[原文資料]:
================================
夢前のアトリエ見学ご予約はこちらから

分離発注の注意点

さてさて、今日は分離発注について

新築でもリフォームでも、一般的には工務店やハウスメーカーにお願いしますよね。

これを一括発注といいます。

元請けである会社が一括して現場を管理して電気屋さんや水道屋さんなどを手配して工事を完成させる方式です。

対して、分離発注と言って、お客さまが大工さんや電気屋さんや水道屋さんなどと

それぞれに個別契約をして工事をする方法もあります。

工事すべてを分離発注することは稀だと思いますが、

たとえば「親戚が水道屋さんだから水道工事だけ直接発注します」ということもあるだろうし、

インターネットでの商品購入やエアコンなどの家電、エクステリア工事などを別発注とすることもあるでしょう。

「分離発注をすれば元請けを介さないぶん安くなるんじゃないの?!分離発注いいじゃん!」

と思うかもしれませんが注意点がいくつかあります。

まず、

「日本メーカーだから壊れることなんてない」

はあり得ません。

数年で基盤が故障するなんてことは、実はよくよくあります。

でも「いまどき、すぐに壊れるなんてないだろう」と思っていませんか?

分離発注するにあたって「物は壊れるもの」「もし壊れたら」ということを

常に思っておく必要があると思います。

それを念頭に以下をお読みくださいませ

お見合い

責任不明

これが分離発注の一番怖いところです。
================================
[記録データ]:
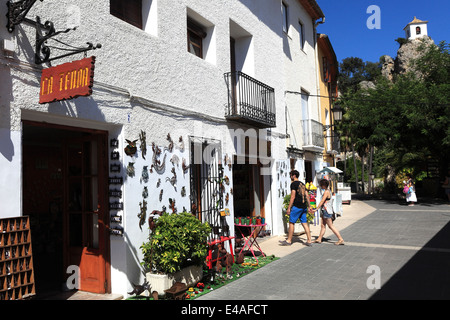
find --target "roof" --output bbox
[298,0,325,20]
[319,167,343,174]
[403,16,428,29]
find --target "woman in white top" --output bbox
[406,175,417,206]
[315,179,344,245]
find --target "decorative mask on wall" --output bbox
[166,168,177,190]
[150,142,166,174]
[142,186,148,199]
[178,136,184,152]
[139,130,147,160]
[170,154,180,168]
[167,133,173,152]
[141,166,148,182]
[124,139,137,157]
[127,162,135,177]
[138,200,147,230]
================================
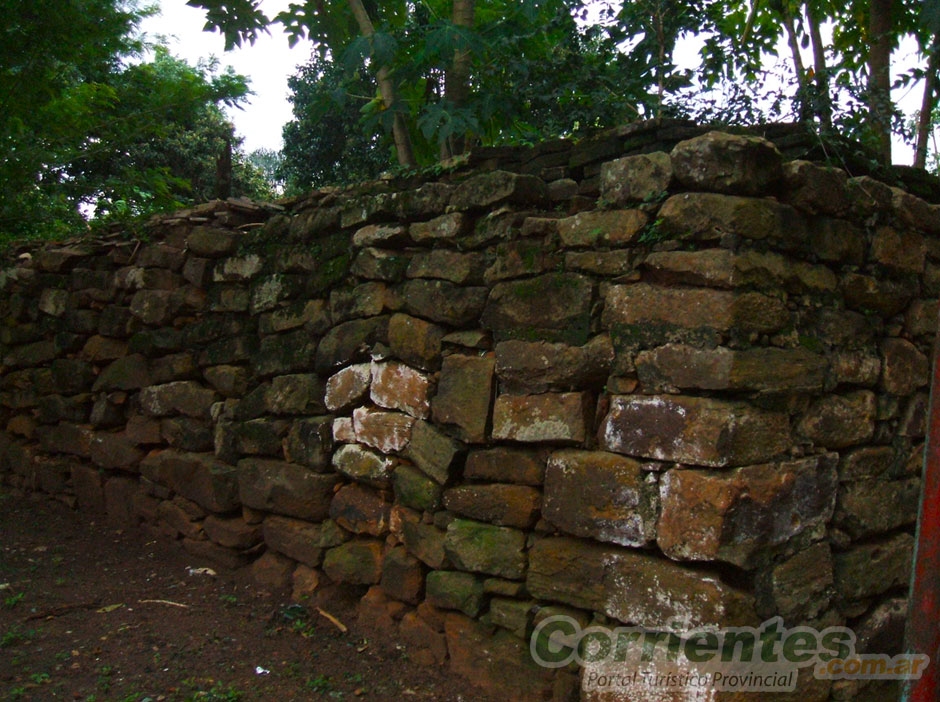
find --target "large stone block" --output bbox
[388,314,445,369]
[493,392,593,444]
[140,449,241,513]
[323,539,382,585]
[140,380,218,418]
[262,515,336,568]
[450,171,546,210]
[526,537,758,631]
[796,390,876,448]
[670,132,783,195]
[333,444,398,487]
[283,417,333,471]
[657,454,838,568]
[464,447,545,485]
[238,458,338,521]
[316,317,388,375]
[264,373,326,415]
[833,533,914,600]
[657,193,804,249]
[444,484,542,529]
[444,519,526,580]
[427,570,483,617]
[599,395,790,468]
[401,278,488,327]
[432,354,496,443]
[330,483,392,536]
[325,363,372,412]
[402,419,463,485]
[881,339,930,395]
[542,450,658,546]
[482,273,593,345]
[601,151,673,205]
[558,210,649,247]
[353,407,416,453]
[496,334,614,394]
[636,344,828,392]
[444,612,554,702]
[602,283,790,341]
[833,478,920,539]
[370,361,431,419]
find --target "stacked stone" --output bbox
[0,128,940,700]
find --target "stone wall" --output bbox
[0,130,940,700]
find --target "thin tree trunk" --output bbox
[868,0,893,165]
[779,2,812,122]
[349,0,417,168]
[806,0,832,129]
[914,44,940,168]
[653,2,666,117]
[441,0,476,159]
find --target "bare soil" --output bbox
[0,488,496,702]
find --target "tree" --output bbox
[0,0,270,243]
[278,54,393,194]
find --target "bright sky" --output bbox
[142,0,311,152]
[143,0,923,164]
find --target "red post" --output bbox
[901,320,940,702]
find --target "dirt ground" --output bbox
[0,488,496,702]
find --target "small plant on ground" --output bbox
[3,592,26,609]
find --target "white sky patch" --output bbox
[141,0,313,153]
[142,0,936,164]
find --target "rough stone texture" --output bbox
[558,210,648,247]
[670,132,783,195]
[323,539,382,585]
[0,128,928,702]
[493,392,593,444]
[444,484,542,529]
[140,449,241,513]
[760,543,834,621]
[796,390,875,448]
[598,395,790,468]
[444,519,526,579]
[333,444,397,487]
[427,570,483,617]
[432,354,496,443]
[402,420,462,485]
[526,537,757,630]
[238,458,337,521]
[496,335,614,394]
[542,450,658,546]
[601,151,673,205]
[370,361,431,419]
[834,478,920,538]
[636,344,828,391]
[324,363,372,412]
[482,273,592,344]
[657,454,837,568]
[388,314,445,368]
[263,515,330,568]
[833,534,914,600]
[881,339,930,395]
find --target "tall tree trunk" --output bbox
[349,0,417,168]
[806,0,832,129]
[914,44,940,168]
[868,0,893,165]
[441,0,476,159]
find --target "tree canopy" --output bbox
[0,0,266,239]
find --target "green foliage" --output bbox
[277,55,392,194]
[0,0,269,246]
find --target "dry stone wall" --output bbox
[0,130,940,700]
================================
[演習課題 1]: 本文の「元請けである会社が一括して現」から「注とすることもあるでしょう。」まで（両端を含む）を書き写し、「水道屋さん」を「設備屋さん」に入れ替えよ。
[演習課題 2]: 本文では、工務店やハウスメーカーにまとめて工事を頼む方式を何と呼んでいるか。
解答には本文だけを使ってください。

[解答例 1]:
元請けである会社が一括して現場を管理して電気屋さんや設備屋さんなどを手配して工事を完成させる方式です。

対して、分離発注と言って、お客さまが大工さんや電気屋さんや設備屋さんなどと

それぞれに個別契約をして工事をする方法もあります。

工事すべてを分離発注することは稀だと思いますが、

たとえば「親戚が設備屋さんだから水道工事だけ直接発注します」ということもあるだろうし、

インターネットでの商品購入やエアコンなどの家電、エクステリア工事などを別発注とすることもあるでしょう。

[解答例 2]: 一括発注